Job 1: Find every line in the listing below that contains the word "long", and copy each of those lines.

Source extract:
Start
Green Bay Packers @ Detroit Lions

A.J. Dillon leads the Packers’ backfield: Green Bay lost two of its top three running backs, leaving Dillon as the last man standing.

  • Aaron Jones suffered a knee injury last week and did not practice this week. He was ultimately inactive. Third-string running back Emanuel Wilson suffered a shoulder injury shortly after, which landed him on injured reserve.
  • The Packers signed Patrick Taylor off the New England Patriots’ practice squad. Taylor from 2020 to 2023 spent time on the Packers' active roster, playing 27 games, or on their practice squad. He was also with the Patriots.
  • Green Bay signed James Robinson, who spent a few weeks earlier in the season on the team’s practice squad.
  • The Packers split playing time between Dillon and Taylor, with a general tendency of Dillon playing in running situations and Taylor playing in passing situations.
  • Dillon had an OK day in the run game with 14 carries for 43 yards and also made plays in the passing game, with three receptions for 38 yards.
  • He has been much more involved as a receiver in recent weeks. He caught three passes for 25 yards over the first five games and hauled in 13 passes for 121 yards in the next five.
  • Dillon will remain a borderline fantasy starter for as long as Jones is out, thanks to his recent increase in receiving work.

Christian Watson bounces back: Watson was heavily involved early in the game, setting a season high in receptions by the end of the Packers' second drive.
End
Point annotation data
Start
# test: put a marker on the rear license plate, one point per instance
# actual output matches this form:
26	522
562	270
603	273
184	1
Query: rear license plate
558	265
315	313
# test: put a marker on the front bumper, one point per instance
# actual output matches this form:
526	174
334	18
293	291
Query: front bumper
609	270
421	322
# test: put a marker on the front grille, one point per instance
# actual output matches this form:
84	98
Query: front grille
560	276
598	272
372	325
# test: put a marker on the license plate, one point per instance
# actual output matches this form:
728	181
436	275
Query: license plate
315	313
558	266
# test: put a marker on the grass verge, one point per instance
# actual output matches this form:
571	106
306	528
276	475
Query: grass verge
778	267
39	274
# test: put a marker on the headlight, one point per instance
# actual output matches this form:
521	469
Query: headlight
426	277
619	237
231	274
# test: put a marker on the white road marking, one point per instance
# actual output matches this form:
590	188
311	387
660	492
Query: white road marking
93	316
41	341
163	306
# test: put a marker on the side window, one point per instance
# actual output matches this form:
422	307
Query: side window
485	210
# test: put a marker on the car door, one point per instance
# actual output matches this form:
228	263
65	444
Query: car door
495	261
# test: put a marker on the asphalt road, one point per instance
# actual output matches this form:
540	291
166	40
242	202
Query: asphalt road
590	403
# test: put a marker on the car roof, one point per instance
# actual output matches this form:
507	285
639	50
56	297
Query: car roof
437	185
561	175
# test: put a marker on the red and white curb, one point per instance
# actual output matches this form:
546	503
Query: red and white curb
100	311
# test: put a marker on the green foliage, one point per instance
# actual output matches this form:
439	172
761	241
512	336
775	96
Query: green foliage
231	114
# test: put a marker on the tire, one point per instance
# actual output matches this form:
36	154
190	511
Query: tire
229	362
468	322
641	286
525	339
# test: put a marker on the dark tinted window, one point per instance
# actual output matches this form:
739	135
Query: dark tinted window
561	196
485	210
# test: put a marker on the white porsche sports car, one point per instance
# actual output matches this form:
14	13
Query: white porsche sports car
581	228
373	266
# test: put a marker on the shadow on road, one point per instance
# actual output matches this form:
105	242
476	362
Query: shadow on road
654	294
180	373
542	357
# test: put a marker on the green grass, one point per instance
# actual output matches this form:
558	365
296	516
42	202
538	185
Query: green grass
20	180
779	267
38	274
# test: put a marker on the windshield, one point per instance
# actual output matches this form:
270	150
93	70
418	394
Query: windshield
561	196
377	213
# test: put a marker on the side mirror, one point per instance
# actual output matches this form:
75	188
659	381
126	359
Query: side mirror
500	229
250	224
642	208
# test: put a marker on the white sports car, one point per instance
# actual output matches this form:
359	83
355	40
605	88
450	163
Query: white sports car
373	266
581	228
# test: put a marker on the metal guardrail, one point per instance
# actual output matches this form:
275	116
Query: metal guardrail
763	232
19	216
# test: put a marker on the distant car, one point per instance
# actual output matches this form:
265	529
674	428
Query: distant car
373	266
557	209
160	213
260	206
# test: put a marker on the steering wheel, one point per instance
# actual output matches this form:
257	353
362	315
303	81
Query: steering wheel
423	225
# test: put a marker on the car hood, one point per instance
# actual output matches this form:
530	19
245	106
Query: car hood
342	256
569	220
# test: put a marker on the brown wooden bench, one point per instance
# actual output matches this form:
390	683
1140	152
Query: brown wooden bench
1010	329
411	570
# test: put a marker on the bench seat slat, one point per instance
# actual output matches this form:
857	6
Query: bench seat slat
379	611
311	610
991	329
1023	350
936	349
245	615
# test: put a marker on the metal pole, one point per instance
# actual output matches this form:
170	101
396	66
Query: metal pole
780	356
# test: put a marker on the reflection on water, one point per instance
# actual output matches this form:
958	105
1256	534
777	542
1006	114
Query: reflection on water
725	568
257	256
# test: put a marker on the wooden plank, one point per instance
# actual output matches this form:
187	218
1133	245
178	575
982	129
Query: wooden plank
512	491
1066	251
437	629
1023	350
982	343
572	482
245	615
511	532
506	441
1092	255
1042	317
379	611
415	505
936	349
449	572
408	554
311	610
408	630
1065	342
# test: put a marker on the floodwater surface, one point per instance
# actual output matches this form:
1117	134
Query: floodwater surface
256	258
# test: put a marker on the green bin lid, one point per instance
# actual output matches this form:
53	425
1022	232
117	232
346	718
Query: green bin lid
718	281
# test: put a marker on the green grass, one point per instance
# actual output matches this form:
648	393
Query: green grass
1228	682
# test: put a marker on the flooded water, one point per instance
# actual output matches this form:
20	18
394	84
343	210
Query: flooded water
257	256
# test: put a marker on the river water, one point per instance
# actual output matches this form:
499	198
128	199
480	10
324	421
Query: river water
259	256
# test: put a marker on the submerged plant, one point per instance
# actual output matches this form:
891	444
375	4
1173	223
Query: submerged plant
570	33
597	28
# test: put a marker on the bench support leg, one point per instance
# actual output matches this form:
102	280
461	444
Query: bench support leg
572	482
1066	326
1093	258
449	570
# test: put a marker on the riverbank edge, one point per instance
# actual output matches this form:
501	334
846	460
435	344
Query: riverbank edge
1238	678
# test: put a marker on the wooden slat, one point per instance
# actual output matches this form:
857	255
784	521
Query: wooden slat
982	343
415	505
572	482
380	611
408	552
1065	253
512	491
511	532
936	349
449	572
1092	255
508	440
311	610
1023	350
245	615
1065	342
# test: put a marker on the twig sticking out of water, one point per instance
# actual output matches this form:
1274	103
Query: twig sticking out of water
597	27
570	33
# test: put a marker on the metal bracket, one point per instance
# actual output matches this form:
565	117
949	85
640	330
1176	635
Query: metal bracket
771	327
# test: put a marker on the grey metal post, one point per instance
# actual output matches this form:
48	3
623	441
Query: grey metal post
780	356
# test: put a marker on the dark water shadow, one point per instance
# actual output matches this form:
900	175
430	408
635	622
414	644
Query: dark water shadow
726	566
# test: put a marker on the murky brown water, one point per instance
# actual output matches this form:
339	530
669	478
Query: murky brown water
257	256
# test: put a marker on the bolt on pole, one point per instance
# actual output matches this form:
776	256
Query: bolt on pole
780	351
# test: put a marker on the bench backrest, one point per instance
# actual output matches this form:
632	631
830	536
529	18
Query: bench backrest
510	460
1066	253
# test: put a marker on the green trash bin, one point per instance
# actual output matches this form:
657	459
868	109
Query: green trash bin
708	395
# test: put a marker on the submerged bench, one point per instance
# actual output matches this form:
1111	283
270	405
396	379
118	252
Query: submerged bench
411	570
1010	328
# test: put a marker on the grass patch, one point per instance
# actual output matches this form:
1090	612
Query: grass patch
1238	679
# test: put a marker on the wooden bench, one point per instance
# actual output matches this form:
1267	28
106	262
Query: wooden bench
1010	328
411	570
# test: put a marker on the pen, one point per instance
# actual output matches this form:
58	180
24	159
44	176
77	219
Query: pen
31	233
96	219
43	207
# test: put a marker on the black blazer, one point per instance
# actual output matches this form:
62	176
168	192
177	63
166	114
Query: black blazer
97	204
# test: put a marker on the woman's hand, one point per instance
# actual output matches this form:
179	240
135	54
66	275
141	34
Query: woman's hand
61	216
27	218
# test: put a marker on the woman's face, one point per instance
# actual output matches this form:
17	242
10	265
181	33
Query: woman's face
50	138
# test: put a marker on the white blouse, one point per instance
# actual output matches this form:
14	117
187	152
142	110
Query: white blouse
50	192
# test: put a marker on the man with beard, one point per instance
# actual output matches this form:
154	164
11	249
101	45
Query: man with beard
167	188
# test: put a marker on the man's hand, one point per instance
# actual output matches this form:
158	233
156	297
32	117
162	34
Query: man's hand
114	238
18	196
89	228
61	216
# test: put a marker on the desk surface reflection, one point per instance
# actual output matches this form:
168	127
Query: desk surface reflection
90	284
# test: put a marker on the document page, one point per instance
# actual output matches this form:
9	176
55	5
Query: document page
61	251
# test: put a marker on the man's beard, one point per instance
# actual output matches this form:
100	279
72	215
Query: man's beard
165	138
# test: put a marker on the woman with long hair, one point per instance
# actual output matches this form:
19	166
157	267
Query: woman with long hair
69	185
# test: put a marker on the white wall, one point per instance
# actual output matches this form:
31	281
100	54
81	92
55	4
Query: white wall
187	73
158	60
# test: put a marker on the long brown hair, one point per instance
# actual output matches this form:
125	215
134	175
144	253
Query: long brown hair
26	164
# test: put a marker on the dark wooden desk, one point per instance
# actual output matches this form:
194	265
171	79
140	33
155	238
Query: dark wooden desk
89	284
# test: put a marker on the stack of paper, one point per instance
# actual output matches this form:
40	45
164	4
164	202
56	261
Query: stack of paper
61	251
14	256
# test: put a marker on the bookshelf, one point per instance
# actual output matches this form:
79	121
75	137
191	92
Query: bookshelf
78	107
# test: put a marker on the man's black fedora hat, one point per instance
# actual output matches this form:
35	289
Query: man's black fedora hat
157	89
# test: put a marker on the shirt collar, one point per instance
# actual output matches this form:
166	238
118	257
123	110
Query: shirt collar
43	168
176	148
End
Job 2: In the Packers–Lions game recap, how many receptions and receiving yards did Dillon have?

Task result 1:
# test: put a marker on the woman with long hair, one point per instance
Query: woman with long hair
# test: put a marker on the long brown hair, one point per instance
Query: long brown hair

Task result 2: Three receptions for 38 yards.